→ **Records shown**:
+--
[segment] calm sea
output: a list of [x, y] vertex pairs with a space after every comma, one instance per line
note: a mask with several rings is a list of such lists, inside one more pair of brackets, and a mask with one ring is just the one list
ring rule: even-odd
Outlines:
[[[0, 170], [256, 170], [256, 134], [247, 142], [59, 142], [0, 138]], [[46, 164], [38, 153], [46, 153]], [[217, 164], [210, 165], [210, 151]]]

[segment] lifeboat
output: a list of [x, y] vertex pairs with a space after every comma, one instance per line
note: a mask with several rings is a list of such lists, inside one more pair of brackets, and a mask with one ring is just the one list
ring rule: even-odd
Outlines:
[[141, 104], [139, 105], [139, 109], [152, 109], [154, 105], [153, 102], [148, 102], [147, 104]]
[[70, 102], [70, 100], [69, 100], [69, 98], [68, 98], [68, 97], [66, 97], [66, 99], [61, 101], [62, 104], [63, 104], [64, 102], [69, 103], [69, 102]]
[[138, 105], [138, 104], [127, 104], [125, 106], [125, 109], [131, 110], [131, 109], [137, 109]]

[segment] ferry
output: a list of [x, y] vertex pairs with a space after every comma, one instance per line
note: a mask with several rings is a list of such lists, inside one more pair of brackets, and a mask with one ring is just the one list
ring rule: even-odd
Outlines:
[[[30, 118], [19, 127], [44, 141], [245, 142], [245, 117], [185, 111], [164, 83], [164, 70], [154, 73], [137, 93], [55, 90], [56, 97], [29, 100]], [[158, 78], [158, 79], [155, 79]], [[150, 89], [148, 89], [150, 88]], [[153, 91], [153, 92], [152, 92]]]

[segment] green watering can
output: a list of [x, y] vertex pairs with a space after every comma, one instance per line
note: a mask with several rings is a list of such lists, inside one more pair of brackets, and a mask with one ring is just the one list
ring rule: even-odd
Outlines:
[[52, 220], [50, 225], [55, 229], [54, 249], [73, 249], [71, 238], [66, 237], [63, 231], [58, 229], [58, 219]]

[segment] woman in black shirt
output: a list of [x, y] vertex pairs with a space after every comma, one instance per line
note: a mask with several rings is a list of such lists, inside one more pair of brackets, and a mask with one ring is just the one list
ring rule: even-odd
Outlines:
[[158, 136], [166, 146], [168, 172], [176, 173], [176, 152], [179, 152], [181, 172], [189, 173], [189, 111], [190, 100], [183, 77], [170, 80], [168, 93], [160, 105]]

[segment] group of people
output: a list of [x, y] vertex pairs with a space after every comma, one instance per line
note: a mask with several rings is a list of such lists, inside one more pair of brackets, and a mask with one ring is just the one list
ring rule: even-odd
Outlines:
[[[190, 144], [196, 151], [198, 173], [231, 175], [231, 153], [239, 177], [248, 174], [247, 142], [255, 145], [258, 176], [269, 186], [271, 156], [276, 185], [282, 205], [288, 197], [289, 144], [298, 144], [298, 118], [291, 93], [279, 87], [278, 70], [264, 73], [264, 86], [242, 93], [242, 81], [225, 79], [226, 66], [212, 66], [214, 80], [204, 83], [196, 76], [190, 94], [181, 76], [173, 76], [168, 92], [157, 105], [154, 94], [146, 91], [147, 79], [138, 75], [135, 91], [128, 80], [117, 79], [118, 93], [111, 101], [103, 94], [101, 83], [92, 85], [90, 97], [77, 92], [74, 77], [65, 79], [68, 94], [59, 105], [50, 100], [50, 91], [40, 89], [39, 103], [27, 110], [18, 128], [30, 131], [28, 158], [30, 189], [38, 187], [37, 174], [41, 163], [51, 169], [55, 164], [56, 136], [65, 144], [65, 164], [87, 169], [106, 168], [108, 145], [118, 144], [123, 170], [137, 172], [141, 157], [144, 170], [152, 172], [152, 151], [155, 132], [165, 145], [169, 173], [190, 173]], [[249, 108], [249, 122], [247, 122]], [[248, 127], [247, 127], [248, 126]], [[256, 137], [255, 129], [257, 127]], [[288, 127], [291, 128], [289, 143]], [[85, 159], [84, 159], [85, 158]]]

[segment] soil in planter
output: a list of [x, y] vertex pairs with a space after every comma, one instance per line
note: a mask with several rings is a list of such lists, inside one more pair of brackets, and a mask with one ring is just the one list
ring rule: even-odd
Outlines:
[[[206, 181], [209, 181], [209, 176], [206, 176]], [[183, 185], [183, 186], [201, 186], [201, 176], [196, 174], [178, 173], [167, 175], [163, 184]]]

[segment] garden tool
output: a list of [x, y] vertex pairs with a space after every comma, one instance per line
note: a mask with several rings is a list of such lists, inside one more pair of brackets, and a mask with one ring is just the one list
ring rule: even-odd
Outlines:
+--
→ **Requirements**:
Write out every line of the entries above verbatim, with no changes.

→ **Answer to the task**:
[segment] calm sea
output: a list of [x, y] vertex pairs with a space after every comma, one instance per line
note: a mask with several rings is a list of such lists, inside one more pair of brackets, and a mask with one ring is just the one list
ring rule: even-odd
Outlines:
[[[0, 170], [256, 170], [256, 134], [247, 142], [59, 142], [0, 138]], [[46, 164], [38, 153], [46, 153]], [[217, 164], [210, 165], [210, 151]]]

[segment] lifeboat
output: a list of [x, y] vertex pairs with a space after every comma, one instance per line
note: a mask with several rings is a list of such lists, inside one more pair of brackets, and a mask with one ring is just the one list
ring rule: even-odd
Outlines:
[[141, 104], [139, 105], [139, 109], [152, 109], [154, 105], [153, 102], [148, 102], [147, 104]]
[[70, 102], [70, 100], [69, 100], [69, 98], [68, 98], [68, 97], [66, 97], [66, 99], [61, 101], [62, 104], [63, 104], [64, 102], [69, 103], [69, 102]]
[[138, 105], [138, 104], [127, 104], [125, 106], [125, 109], [131, 110], [131, 109], [137, 109]]

[segment] ferry
output: a list of [x, y] vertex pairs with a space after every comma, one instance per line
note: a mask with several rings is a list of such lists, inside one more pair of brackets, and a mask with one ring is just the one list
ring rule: even-odd
Outlines:
[[[30, 118], [19, 127], [44, 141], [245, 142], [245, 117], [185, 111], [164, 83], [164, 70], [154, 73], [137, 93], [55, 90], [56, 97], [29, 100]], [[158, 78], [158, 79], [155, 79]], [[150, 89], [148, 89], [150, 88]], [[153, 91], [153, 92], [152, 92]]]

[segment] green watering can
output: a list of [x, y] vertex pairs with a space after every comma, one instance per line
note: a mask with several rings is a list of such lists, inside one more pair of brackets, and a mask with one ring is just the one list
ring rule: even-odd
Outlines:
[[52, 220], [50, 225], [55, 229], [54, 249], [73, 249], [71, 238], [66, 237], [63, 231], [58, 229], [58, 219]]

[segment] woman in black shirt
output: a list of [x, y] vertex pairs with a space after every comma, one instance per line
note: a mask with several rings is a list of such lists, inside one more pair of brackets, and a mask with one ring is just the one list
ring rule: even-odd
Outlines:
[[158, 136], [166, 146], [168, 172], [176, 173], [176, 152], [179, 152], [181, 172], [189, 173], [189, 111], [190, 100], [183, 77], [170, 80], [168, 93], [160, 105]]

[segment] group of people
output: a list of [x, y] vertex pairs with a space after every comma, one instance per line
note: a mask with several rings is a list of such lists, inside one more pair of brackets, and a mask with one ring is just the one list
ring rule: even-odd
Outlines:
[[[190, 144], [196, 151], [198, 173], [231, 175], [231, 153], [239, 177], [248, 174], [247, 142], [255, 145], [258, 176], [269, 186], [271, 156], [276, 185], [282, 205], [288, 197], [289, 144], [298, 144], [298, 118], [291, 93], [279, 87], [278, 70], [264, 73], [264, 86], [242, 93], [242, 81], [225, 79], [226, 66], [212, 66], [214, 80], [204, 83], [196, 76], [190, 94], [181, 76], [173, 76], [168, 92], [157, 105], [154, 94], [146, 91], [147, 79], [138, 75], [135, 91], [128, 80], [117, 79], [118, 93], [111, 101], [103, 94], [101, 83], [92, 85], [90, 97], [77, 92], [74, 77], [65, 79], [68, 94], [59, 105], [50, 100], [50, 91], [40, 89], [39, 103], [27, 110], [18, 128], [30, 131], [28, 158], [30, 189], [38, 187], [37, 174], [41, 163], [51, 169], [55, 164], [56, 136], [65, 144], [65, 164], [87, 169], [106, 168], [108, 145], [118, 144], [123, 170], [137, 172], [141, 157], [144, 170], [152, 172], [152, 151], [155, 132], [165, 145], [169, 173], [190, 173]], [[249, 108], [249, 122], [247, 122]], [[248, 127], [247, 127], [248, 126]], [[256, 137], [255, 129], [257, 127]], [[288, 127], [291, 128], [289, 143]], [[85, 159], [84, 159], [85, 158]]]

[segment] soil in planter
output: a list of [x, y] vertex pairs with a space after every comma, one instance per line
note: a mask with several rings is a list of such lists, inside one more pair of brackets, and a mask with one ring is just the one list
ring rule: even-odd
Outlines:
[[[206, 181], [209, 181], [209, 176], [206, 176]], [[183, 185], [183, 186], [201, 186], [201, 176], [196, 174], [178, 173], [167, 175], [163, 184]]]

[segment] garden tool
output: a list of [x, y] vertex pairs with a space after every comma, one instance per line
note: a mask with several rings is a list of such lists, inside one more pair of brackets, and a mask with one ring is just the one list
ring rule: even-odd
Outlines:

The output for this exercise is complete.